◆ Excerpted text
[Start of Attachment]
Aviana Airways Ltd operating as Royal Bengal Airline was an airline that operated flights in Bangladesh. The carrier, headquartered in London, was wholly owned by R B Airline UK Ltd.

History
Royal Bengal Airlines was founded by members of Britain's Bangladeshi businessmen in June 2006 and officially launched to the public in November 2006. It is the first airline to be owned and run by British-born Bangladeshis from the Sylhet region of Bangladesh and will operate long haul routes between the United Kingdom and Bangladesh with stopovers in the Middle East.

The airline has been founded on the basis of providing direct flights to Osmani International Airport in Sylhet from the United Kingdom. The company slogan on the initial launch was "The Journey Begins Here". However, the Civil Aviation Authority of Bangladesh has yet to confirm that Royal Bengal Airlines (or any other airline) will be given access to this lucrative route.
[End of Attachment]
◆ What to work on
(A) According to the Royal Bengal Airline text, when was the airline officially launched to the public?
(B) Carry on the Royal Bengal Airline text, starting after its last sentence.

◆ Exercise data
[Start of Attachment]
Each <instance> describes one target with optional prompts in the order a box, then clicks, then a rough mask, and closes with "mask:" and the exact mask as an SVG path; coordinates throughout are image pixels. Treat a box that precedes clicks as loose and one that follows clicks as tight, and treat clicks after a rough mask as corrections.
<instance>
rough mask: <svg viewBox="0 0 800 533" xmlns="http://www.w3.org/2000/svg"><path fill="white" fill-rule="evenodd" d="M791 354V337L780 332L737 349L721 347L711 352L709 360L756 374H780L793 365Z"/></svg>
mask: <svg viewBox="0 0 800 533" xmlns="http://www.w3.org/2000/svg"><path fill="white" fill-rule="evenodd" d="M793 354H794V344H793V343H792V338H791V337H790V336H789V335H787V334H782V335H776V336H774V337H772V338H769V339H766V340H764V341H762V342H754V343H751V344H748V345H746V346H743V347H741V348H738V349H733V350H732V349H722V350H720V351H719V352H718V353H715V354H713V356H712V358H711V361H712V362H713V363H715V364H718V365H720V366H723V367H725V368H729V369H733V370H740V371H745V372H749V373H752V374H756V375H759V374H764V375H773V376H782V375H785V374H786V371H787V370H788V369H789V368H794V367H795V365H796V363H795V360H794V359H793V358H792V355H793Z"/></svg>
[End of Attachment]
◆ Answers
(A) November 2006

(B)
By June 2007, the airline had raised GBP£5.5 million of investment from local businesses and stock brokers and had purchased two Dash 8-100 aircraft. Domestic services were expected to commence during summer 2007 with international flights from the UK expected by the end of 2007 from London Stansted, Manchester and Birmingham airports. 

The airline officially launched commercial operations on 31 January 2008 and later sold off.

Destinations
Royal Bengal Airline initially operated three domestic scheduled services a day, between Dhaka and Chittagong and between Dhaka and Sylhet. By September 2009, the service between Dhaka and Cox's Bazar had been added.

Fleet
Royal Bengal Airline operated the Bombardier Dash 8-102A medium range turboprop airliner seating 37 passengers.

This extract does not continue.